Data on where objects appear:
# # # # #

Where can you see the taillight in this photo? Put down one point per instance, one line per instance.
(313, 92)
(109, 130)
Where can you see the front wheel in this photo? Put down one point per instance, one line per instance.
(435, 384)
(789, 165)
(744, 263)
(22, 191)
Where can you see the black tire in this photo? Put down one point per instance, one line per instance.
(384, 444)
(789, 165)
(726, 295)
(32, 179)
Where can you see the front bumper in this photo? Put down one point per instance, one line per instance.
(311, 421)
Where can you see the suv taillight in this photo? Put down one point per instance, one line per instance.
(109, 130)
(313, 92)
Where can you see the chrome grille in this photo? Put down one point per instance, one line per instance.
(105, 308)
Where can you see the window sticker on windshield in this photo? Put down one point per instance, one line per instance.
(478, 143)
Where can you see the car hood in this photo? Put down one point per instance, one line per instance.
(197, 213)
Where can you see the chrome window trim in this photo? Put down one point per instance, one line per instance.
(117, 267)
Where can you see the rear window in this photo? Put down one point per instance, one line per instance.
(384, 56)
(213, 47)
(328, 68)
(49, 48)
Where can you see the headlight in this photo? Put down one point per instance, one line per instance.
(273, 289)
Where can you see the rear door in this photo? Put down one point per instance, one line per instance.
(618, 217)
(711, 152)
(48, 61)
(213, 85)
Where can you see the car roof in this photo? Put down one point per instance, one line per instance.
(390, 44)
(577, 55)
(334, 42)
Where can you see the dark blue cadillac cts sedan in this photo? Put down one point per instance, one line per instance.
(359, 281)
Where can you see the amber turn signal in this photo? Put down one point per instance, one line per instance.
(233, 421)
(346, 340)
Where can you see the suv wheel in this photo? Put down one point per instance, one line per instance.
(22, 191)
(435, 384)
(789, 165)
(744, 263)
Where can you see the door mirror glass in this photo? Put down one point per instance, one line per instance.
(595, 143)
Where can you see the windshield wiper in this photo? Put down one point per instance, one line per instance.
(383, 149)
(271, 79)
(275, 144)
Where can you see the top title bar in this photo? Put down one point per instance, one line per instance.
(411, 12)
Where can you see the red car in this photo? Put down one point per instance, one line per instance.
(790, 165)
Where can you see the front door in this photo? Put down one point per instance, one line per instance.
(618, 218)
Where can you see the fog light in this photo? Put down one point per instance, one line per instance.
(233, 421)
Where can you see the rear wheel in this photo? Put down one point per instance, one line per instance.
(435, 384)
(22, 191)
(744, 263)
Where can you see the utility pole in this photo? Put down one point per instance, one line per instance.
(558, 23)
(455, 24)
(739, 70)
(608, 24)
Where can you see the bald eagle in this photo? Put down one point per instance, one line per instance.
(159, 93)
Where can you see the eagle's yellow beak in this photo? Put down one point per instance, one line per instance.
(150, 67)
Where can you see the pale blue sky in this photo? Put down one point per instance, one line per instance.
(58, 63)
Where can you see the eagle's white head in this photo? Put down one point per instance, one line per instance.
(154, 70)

# # # # #

Could you rewrite every line from the one containing "Where can you see the fog" through the end of the data, inclusive, raising each coordinate value by 148 and leaving everything else unchanged?

Exercise output:
Where can you see the fog light in this photo? Put down one point per instance, one line per instance.
(381, 569)
Where can you see the rear wheel in this photo? Put down one point per instance, one line per instance.
(583, 532)
(170, 339)
(892, 411)
Where can you see the utility pole in this photo? Put down one point per instance, one line per instance.
(706, 171)
(603, 172)
(887, 218)
(756, 172)
Where can you see the bald eagle in this photo? Put down one point per instance, one line per instance.
(307, 241)
Where can you see the eagle's yellow beak in this photo? Put down one point per instance, one line per instance.
(298, 215)
Where can you see the pale blue sky in this photo? Put down one point per instance, one line per instance.
(206, 211)
Where can you see the eagle's white head in this photo? Put down one point per instance, one line per instance.
(302, 218)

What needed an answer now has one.